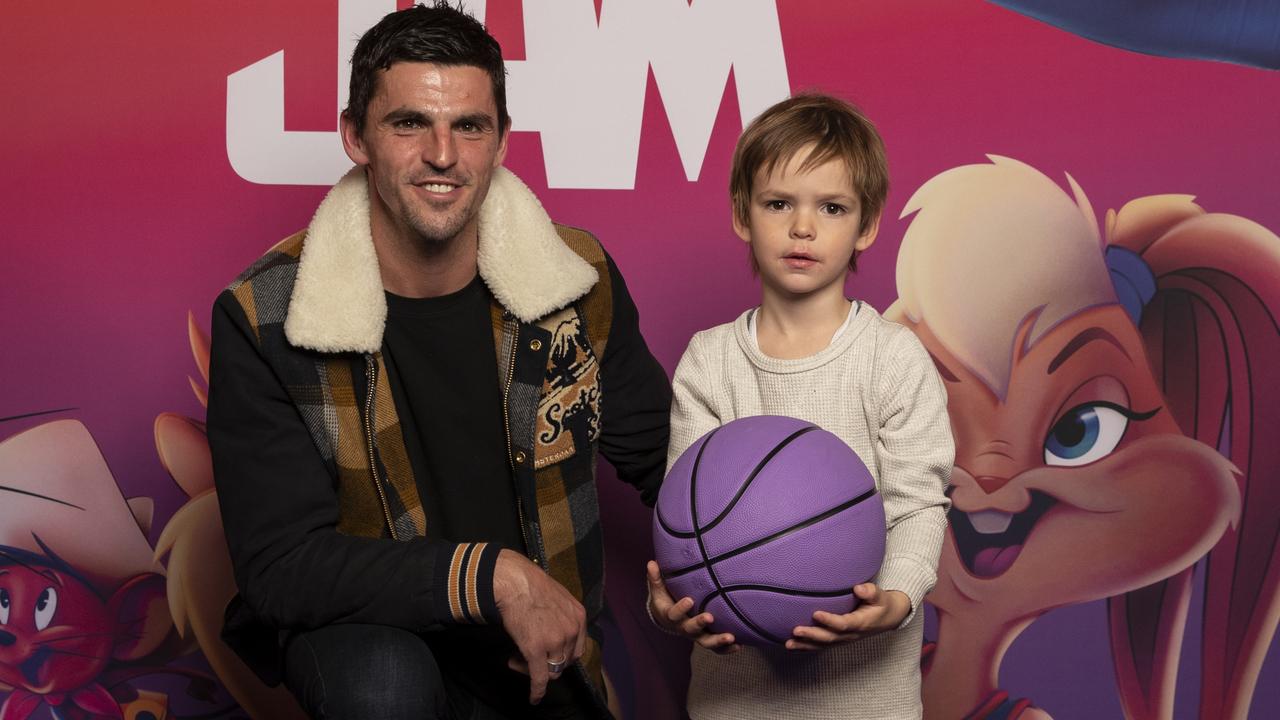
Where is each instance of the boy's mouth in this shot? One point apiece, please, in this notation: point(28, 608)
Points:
point(799, 259)
point(990, 541)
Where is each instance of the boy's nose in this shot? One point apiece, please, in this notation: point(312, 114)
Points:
point(801, 228)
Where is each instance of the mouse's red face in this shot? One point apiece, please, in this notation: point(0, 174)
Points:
point(56, 634)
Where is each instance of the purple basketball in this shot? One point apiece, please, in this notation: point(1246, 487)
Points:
point(766, 520)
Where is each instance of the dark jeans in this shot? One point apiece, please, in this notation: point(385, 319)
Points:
point(357, 671)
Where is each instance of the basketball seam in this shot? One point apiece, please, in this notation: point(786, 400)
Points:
point(781, 533)
point(750, 478)
point(792, 592)
point(702, 548)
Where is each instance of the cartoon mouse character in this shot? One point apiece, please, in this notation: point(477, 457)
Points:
point(82, 601)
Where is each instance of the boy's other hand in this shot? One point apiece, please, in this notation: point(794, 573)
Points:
point(673, 616)
point(880, 611)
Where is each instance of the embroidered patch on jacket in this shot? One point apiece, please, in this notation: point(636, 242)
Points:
point(568, 411)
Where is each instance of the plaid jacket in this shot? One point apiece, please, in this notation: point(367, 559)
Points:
point(312, 309)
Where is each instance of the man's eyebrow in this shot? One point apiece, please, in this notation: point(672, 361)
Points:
point(406, 114)
point(479, 119)
point(1080, 341)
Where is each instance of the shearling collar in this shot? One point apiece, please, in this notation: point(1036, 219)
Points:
point(338, 302)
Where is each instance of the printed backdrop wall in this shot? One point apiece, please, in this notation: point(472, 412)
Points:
point(1063, 173)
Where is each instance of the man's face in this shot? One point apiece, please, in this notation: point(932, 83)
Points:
point(432, 142)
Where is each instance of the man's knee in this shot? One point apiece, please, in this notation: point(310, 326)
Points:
point(348, 671)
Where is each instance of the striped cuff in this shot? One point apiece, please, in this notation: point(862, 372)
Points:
point(464, 589)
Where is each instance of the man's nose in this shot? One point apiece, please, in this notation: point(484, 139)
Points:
point(440, 150)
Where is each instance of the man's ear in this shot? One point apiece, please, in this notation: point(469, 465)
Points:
point(140, 610)
point(868, 236)
point(502, 145)
point(351, 140)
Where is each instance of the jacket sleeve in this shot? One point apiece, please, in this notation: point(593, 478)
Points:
point(279, 509)
point(636, 399)
point(915, 451)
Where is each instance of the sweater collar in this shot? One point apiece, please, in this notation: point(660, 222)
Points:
point(338, 302)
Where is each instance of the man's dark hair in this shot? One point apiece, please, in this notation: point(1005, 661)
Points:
point(424, 33)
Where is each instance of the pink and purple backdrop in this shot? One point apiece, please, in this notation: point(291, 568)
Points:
point(123, 212)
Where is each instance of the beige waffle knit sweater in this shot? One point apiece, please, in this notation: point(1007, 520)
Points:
point(876, 387)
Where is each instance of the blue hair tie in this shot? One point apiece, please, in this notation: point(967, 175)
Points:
point(1132, 278)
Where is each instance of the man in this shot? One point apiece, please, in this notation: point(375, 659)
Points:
point(405, 406)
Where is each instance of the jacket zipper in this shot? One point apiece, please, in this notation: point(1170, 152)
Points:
point(369, 441)
point(506, 425)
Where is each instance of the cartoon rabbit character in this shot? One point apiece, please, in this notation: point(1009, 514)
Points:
point(199, 568)
point(1114, 401)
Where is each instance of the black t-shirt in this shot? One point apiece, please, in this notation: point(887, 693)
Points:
point(444, 378)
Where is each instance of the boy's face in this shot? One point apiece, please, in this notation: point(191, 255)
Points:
point(804, 227)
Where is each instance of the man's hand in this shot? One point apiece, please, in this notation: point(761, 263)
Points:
point(543, 619)
point(673, 616)
point(880, 611)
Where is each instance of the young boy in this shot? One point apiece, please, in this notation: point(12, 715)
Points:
point(808, 185)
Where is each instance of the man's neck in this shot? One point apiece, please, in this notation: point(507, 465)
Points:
point(414, 268)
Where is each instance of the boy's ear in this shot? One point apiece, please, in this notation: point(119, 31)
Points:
point(868, 237)
point(741, 229)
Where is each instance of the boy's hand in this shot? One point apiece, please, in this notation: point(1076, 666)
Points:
point(673, 616)
point(880, 611)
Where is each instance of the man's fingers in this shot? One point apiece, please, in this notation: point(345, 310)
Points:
point(539, 675)
point(695, 625)
point(812, 634)
point(800, 646)
point(657, 587)
point(837, 623)
point(722, 642)
point(679, 611)
point(867, 592)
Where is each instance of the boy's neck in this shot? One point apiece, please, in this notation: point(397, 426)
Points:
point(790, 328)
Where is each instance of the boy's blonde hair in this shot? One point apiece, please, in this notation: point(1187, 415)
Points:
point(835, 128)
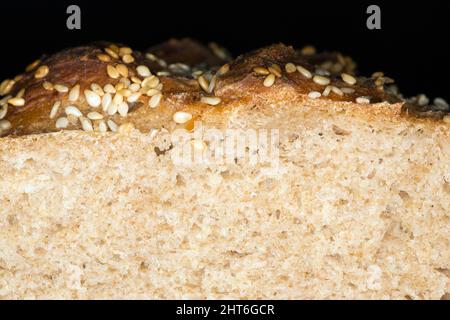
######
**Set exercise**. Copy out every item above word for word, including each one's points, and leave out the pictures.

**Written answer**.
Where is each instance of the boy's mouth in this shot? One point apiece, please, in this notation: point(28, 608)
Points:
point(799, 259)
point(990, 541)
Where is each instance of the boy's nose in this shot? One point apiece, please, in this notation: point(312, 114)
Points:
point(801, 228)
Where is each instance of the mouse's red face in this shot? One point apiece, please, in this notation: point(0, 174)
Points:
point(56, 634)
Where is each instance of the purple basketball in this shot? One point apiece, please, in this notation: point(1246, 487)
Points:
point(766, 520)
Where is each instance of the dark jeans in this shot? One point apiece, please, in this notation: point(385, 319)
Points:
point(357, 671)
Where is each instance of the basketball seam in this shot? One point apiece, please, in this notation: point(786, 400)
Points:
point(781, 533)
point(750, 478)
point(792, 592)
point(702, 548)
Where is each instance of the cartoon mouse character in this shot? One point apiece, please, in this notation: point(477, 457)
Points:
point(82, 601)
Where is each instance of the boy's other hand in this shot? One point apiece, please, in this notation: point(794, 573)
Points:
point(673, 616)
point(880, 611)
Where is each instance of the embroidered patch on jacket in this shot? One point apiece, please, in this notation: point(636, 242)
Points:
point(568, 411)
Where is each instance of the plaid jacket in this shot? One point apiece, please, in this notation: point(367, 559)
Points:
point(312, 309)
Where is each instance of the man's eyebrow in this shot? One point apiece, please, in this notation: point(672, 361)
Points:
point(406, 114)
point(479, 119)
point(1080, 341)
Where is each instance of the shearling collar in this shot? One point apiece, please, in this notation: point(1036, 219)
Points:
point(338, 302)
Where is each instance of the printed backdrop wall in this shot? One point apiece, please, in this notation: point(472, 412)
Points:
point(1063, 173)
Where is each instance of the man's face in this shot? One point apiece, please, in this notation: point(932, 83)
Points:
point(432, 142)
Where is each instance of the man's knee in this shot? One point apiece, please, in this notation: point(310, 326)
Points:
point(348, 671)
Where is each instance of the striped cuff in this shot? One point apiece, please, in this notation: point(862, 372)
Points:
point(464, 589)
Where is each instance of the man's nose in this shot? One point apiece, please, in this notation: point(484, 139)
Points:
point(440, 150)
Where is each instance of the man's ear in this shot? One point apiece, please, in this notation: point(469, 465)
Points:
point(140, 610)
point(868, 236)
point(502, 145)
point(351, 140)
Where is each instance of the jacket sleeve in this shot? One point apiece, please, in this notation: point(593, 478)
Points:
point(279, 509)
point(636, 399)
point(915, 451)
Where is each instance of the sweater collar in this shot? One point apiece, please, in this notation: point(660, 222)
Points:
point(338, 302)
Where is each instance of the man's dark hair in this shot? One point apiece, please, in this notation: point(1005, 661)
Points:
point(424, 33)
Where is each instance of the pink and purple backdrop in this shot? One point apiece, please, in this notation: point(291, 568)
Points:
point(123, 212)
Where is each instance of the beige waffle knit sweater in this shot? One point apiece, please, in this notation: point(1007, 520)
Points:
point(876, 387)
Where is each instance of the blue hair tie in this shot? One point apiece, please, in this notation: point(967, 175)
Points:
point(1132, 278)
Where is each instance of the man in this shot? One point apiece, please, in this notation: point(375, 659)
Points:
point(405, 406)
Where is each instance of the jacket zipper in this shot? One point apiece, please, in this notation: point(1170, 152)
Points:
point(369, 441)
point(506, 425)
Where is each instance of the cartoon rabbit character in this shot? One point apiece, please, in this notation: point(1009, 514)
Points:
point(199, 568)
point(1114, 401)
Where is each instance of the black t-shirt in this shot? One point apiece, please, in this notation: point(887, 693)
Points:
point(444, 378)
Where is each instance of the boy's face in this shot? One point apiece, please, in this notation: point(191, 255)
Points:
point(804, 227)
Where is each instance of the man's hand in this shot? One point apiece, please, in this notation: point(761, 263)
Points:
point(543, 619)
point(673, 616)
point(880, 611)
Where is each instance of the young boy in this shot? One point apiece, please, in this notation: point(12, 715)
Points:
point(808, 185)
Where is each instance of the man's neck in this shot? One point apiece, please, in this notation: point(507, 465)
Points:
point(414, 268)
Where is each instance of the boy's ear in this shot? One point apiece, please, in this notation: point(119, 31)
Points:
point(868, 237)
point(741, 229)
Where is each instance of the boy's hand in this shot? One point apiece, please, in this notation: point(1076, 666)
Points:
point(673, 616)
point(880, 611)
Where is each instance of the man's fingers in this shot? One point apiece, please, in this notation: point(345, 310)
Points:
point(539, 675)
point(695, 625)
point(812, 634)
point(800, 646)
point(657, 587)
point(837, 623)
point(722, 642)
point(679, 611)
point(867, 592)
Where is each instance of the boy's neck in this shot? One point apiece, please, in this notation: point(397, 426)
Points:
point(790, 328)
Where is each instance of the boy's blonde hair in this shot? One point apiece, please, in this notation: point(1187, 415)
Points:
point(835, 128)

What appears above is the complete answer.